Extract provided:
========
Her mother, Keel says, is a strong-willed independent person who always supported her in her life choices. Her mom, who works in health services administration in California, will visit Keel and her husband Joseph in their Arvada home this month, and, with a visiting aunt, help the Keels put in their sizable garden. Along with gardening, Keel enjoys running and watching sports.
Tara Aragon, director of marketing, Isle Casino Hotel Black Hawk
Colorado native Tara Aragon grew up practically next door to Black Hawk in Idaho Springs and graduated from Clear Creek High School. Unsure of future direction, she headed for Cheyenne, Wyo., where she tended bar while attending classes at Laramie Community College.
After a while, she decided to head for home, and applied for what she thought was a summer job at the Riviera Casino as an administrative assistant.
“My office was right next door to marketing, and they always needed help,” she said.
She became advertising coordinator, moving to Isle of Capri as a data base manager in 2008. From that post, four years later she was named director of marketing.
Aragon credits her parents for passing on their strong work ethic and says they have always supported her. Mom and dad moved to Black Hawk, Aragon says, which gives her a place to stay on snowy winter days if she prefers not to drive to her Arvada home.
Aragon enjoys riding her bicycle and attending summer concerts. She recently took up golf and says, “It’s not as relaxing as they say.”
Loralee Lamping, guest services operations center manager Lady Luck and Isle Casino Hotel Black Hawk
Denverite Loralee Lamping was working for a beer company when her job required driving past a certain blackjack dealer school. That school piqued the interest of the Bear Creek High graduate who studied business at the University of Colorado Denver campus. She decided to give it a try, and wound up dealing blackjack and opening Johnny Z’s, as well as at jobs with several other casinos..
========
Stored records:

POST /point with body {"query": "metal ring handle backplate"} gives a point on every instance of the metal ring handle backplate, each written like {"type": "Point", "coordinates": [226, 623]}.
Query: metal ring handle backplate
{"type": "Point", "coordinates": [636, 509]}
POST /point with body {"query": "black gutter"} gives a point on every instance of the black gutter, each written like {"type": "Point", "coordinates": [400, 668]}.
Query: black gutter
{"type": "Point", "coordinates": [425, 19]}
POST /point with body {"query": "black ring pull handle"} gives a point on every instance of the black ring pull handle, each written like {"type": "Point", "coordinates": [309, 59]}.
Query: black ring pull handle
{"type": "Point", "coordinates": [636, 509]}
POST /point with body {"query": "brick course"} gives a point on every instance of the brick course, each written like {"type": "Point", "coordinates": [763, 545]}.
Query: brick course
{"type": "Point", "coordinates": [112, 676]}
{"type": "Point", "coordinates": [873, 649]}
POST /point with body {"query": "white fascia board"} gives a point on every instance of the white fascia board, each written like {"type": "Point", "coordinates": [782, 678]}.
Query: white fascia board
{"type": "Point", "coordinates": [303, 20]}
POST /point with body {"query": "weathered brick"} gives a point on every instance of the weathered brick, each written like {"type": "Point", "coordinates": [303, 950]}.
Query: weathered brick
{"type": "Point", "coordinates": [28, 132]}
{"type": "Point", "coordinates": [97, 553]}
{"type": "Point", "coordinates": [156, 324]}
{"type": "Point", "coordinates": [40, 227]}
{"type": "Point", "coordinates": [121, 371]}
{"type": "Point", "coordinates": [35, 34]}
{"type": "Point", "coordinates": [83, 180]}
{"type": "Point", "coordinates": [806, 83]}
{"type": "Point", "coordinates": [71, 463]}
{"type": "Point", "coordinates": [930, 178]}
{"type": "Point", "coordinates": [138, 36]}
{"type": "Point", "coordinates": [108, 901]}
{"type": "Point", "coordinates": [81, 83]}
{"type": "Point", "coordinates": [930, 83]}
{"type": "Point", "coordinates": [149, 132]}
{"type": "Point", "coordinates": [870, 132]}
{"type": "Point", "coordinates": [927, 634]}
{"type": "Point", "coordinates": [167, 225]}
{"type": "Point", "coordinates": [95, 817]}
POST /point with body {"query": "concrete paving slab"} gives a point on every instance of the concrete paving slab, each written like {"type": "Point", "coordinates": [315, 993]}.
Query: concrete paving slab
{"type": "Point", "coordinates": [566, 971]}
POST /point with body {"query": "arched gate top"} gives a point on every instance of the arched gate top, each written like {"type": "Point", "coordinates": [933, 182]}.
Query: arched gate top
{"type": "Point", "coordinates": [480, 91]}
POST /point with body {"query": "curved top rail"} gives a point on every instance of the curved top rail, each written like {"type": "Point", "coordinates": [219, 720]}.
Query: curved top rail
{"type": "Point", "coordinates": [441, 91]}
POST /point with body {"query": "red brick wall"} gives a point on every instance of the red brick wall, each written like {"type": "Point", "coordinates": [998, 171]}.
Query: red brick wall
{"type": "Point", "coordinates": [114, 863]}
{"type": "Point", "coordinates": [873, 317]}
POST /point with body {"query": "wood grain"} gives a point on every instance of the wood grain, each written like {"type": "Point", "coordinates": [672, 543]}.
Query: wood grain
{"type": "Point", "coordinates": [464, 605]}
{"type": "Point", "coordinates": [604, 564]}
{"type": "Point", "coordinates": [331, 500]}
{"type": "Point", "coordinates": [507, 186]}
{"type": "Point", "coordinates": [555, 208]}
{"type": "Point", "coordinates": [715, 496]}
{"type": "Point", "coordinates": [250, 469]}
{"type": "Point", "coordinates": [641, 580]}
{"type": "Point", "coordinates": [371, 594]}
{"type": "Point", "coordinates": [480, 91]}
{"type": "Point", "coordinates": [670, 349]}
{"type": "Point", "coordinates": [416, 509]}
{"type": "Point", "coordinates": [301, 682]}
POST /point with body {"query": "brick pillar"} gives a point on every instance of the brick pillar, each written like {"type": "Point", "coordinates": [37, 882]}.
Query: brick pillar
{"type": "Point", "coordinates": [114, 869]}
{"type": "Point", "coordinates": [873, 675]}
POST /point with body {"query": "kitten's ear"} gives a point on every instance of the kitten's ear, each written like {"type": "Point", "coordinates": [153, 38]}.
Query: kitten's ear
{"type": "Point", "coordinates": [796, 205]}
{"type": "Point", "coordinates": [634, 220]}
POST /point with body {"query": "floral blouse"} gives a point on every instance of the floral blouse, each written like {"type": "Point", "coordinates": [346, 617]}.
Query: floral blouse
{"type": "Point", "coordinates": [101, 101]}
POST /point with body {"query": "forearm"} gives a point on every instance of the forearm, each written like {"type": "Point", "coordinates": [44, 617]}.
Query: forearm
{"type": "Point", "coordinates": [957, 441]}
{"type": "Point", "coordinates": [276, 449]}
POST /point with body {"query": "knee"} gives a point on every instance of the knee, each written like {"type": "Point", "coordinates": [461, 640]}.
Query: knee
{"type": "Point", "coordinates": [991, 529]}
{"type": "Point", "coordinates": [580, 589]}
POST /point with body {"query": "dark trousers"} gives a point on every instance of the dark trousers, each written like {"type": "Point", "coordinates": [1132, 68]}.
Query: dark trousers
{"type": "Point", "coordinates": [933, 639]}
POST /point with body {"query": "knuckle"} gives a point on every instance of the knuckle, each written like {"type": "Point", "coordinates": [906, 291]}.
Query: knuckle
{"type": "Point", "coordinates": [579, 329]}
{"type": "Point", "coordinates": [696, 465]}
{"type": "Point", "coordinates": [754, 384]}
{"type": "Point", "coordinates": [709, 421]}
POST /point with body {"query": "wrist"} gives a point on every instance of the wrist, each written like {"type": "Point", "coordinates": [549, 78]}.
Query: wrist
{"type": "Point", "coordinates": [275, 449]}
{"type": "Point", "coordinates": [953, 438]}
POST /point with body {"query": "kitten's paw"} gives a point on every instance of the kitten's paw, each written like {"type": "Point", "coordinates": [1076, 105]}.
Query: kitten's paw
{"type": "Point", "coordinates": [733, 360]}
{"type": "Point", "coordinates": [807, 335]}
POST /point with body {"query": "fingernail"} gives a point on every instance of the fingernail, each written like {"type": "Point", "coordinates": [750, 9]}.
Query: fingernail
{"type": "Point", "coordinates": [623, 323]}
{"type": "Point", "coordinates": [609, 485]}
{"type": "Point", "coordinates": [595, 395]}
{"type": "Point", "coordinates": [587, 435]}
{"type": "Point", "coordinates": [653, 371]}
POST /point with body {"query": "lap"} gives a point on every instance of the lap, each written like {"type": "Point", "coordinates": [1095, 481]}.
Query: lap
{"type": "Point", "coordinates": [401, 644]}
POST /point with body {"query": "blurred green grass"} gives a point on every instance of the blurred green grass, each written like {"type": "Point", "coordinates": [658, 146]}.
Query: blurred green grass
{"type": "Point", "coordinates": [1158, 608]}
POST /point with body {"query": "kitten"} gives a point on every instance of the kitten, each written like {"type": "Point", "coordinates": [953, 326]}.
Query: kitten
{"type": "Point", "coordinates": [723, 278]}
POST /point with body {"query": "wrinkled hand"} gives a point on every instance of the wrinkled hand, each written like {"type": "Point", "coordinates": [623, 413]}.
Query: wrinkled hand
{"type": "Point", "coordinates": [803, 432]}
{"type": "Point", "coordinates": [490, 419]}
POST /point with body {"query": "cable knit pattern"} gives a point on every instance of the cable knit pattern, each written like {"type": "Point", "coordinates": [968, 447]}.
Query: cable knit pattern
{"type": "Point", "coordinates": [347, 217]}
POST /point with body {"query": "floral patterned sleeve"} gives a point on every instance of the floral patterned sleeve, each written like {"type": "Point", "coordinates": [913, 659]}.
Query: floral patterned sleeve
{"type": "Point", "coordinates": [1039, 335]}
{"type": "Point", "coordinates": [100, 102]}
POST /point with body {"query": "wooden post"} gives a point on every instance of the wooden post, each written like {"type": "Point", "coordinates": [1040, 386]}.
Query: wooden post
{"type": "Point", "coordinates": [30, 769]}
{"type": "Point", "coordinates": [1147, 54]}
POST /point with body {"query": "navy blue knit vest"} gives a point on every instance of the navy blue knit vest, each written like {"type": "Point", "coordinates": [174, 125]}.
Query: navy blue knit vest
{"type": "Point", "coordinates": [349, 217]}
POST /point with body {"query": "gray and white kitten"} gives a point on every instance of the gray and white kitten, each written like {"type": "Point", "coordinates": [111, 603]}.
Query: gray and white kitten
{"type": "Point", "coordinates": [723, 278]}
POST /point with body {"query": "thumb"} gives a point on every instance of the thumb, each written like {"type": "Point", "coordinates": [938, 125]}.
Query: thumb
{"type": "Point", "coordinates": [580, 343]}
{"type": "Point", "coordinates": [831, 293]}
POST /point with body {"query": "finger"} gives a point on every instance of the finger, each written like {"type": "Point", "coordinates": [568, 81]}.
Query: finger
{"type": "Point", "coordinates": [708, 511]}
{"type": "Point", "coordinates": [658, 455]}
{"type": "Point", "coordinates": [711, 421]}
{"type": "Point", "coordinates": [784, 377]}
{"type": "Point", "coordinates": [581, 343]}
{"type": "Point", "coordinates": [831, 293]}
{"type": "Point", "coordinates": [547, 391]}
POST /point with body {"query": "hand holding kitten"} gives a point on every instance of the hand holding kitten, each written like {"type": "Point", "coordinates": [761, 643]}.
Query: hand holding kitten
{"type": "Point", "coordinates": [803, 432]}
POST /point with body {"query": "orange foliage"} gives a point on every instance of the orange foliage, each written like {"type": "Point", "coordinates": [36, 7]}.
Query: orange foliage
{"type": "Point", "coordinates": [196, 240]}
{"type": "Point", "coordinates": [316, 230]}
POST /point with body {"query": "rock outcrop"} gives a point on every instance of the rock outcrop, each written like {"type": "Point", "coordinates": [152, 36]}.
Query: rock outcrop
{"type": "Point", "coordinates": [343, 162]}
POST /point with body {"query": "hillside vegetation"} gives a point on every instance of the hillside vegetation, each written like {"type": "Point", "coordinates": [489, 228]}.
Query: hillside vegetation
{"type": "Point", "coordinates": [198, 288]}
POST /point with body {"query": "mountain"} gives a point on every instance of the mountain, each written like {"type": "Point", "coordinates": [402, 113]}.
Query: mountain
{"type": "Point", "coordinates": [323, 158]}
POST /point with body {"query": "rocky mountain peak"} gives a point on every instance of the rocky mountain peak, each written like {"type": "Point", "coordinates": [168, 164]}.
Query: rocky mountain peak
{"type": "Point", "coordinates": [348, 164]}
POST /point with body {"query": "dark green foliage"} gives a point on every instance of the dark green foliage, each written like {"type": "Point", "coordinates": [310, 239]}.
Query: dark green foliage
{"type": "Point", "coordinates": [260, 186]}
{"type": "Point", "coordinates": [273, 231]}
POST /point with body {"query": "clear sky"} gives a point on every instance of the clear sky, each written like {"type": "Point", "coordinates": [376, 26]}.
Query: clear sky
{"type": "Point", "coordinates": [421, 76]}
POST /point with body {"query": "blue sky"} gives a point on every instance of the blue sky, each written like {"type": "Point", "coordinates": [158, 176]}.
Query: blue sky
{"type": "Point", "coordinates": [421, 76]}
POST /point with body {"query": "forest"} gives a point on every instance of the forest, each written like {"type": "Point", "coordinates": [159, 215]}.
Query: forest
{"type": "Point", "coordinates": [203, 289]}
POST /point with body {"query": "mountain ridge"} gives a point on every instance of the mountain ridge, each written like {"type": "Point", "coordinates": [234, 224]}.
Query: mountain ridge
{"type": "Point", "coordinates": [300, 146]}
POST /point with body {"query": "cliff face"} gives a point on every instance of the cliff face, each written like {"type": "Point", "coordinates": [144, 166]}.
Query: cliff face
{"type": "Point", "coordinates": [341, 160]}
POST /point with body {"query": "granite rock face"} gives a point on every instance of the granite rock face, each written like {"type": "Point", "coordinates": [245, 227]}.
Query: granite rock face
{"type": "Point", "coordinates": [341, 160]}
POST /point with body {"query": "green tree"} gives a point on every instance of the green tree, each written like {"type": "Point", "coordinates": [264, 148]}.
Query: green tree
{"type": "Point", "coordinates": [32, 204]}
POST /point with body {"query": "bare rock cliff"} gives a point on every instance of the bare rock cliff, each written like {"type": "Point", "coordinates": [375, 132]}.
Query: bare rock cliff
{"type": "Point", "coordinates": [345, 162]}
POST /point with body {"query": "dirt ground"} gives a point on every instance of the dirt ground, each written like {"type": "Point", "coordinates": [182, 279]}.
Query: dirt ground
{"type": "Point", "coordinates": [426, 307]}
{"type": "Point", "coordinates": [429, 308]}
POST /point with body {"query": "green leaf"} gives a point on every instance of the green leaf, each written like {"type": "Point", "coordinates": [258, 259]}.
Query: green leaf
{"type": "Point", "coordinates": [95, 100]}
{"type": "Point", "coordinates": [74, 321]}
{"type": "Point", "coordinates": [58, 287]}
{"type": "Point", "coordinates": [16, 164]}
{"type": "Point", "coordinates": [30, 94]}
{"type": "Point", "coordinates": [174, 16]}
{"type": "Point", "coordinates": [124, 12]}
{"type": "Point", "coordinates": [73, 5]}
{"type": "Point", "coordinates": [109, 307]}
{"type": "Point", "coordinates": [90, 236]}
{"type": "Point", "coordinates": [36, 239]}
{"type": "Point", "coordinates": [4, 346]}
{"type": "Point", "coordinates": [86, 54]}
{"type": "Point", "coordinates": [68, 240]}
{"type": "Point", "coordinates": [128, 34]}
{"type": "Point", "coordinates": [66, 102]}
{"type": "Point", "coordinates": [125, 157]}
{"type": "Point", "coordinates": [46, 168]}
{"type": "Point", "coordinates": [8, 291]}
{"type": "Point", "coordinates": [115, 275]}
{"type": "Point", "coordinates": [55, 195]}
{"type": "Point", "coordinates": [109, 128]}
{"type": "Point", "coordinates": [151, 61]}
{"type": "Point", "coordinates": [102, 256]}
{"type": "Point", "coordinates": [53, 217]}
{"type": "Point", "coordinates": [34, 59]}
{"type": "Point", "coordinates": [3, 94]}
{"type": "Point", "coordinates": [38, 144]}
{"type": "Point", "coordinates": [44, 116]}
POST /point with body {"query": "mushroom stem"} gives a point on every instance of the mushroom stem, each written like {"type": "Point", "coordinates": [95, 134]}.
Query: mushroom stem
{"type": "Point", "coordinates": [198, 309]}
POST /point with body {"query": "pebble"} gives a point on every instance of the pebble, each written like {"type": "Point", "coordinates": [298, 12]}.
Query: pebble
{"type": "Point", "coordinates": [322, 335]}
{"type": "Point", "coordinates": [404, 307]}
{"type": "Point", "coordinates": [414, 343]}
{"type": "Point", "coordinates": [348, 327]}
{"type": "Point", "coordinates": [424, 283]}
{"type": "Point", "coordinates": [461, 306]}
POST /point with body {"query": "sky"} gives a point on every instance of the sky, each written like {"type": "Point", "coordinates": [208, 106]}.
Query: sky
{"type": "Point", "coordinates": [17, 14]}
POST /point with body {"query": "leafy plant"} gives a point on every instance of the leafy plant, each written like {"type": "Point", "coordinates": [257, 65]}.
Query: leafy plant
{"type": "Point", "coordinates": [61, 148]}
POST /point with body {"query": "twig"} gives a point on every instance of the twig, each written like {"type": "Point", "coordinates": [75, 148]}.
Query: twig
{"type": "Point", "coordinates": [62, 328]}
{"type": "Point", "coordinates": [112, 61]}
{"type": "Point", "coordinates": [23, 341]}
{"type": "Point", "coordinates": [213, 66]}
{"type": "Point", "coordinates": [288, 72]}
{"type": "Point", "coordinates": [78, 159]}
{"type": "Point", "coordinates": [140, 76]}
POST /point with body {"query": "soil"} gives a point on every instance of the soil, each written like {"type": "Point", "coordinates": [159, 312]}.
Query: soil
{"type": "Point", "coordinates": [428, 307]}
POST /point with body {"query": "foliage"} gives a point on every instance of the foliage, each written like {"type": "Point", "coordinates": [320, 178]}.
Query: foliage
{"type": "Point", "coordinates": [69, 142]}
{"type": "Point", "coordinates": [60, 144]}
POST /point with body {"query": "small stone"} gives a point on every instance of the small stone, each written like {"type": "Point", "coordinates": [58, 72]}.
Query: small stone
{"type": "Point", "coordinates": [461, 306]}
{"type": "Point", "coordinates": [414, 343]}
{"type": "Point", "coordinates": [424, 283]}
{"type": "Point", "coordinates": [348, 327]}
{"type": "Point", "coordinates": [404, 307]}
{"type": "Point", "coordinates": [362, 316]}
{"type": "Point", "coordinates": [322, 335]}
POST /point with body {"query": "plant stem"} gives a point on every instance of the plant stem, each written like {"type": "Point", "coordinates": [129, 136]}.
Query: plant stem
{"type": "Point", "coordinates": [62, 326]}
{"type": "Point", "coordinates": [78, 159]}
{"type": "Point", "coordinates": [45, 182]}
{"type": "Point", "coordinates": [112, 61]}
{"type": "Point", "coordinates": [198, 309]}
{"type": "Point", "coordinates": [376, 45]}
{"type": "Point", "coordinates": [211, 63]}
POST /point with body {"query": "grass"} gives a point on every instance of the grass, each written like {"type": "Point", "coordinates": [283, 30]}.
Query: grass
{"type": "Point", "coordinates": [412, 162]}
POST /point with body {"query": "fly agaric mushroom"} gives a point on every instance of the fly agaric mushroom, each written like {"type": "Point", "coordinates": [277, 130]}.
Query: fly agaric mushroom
========
Brief A: Rewrite the paragraph of the casino staff profiles that begins "Colorado native Tara Aragon" as a brief bulleted list that keeps its main facts.
Brief B: According to the casino staff profiles, in what year did Tara Aragon move to Isle of Capri as a data base manager?
Brief C: Transcribe the passage of the casino staff profiles from "Tara Aragon, director" up to and including "an administrative assistant.".

Your solution A:
- Tara Aragon is a Colorado native who grew up in Idaho Springs, practically next door to Black Hawk.
- She graduated from Clear Creek High School.
- Unsure of her future direction, she went to Cheyenne, Wyo.
- There she tended bar while attending classes at Laramie Community College.

Your solution B: 2008

Your solution C:
Tara Aragon, director of marketing, Isle Casino Hotel Black Hawk
Colorado native Tara Aragon grew up practically next door to Black Hawk in Idaho Springs and graduated from Clear Creek High School. Unsure of future direction, she headed for Cheyenne, Wyo., where she tended bar while attending classes at Laramie Community College.
After a while, she decided to head for home, and applied for what she thought was a summer job at the Riviera Casino as an administrative assistant.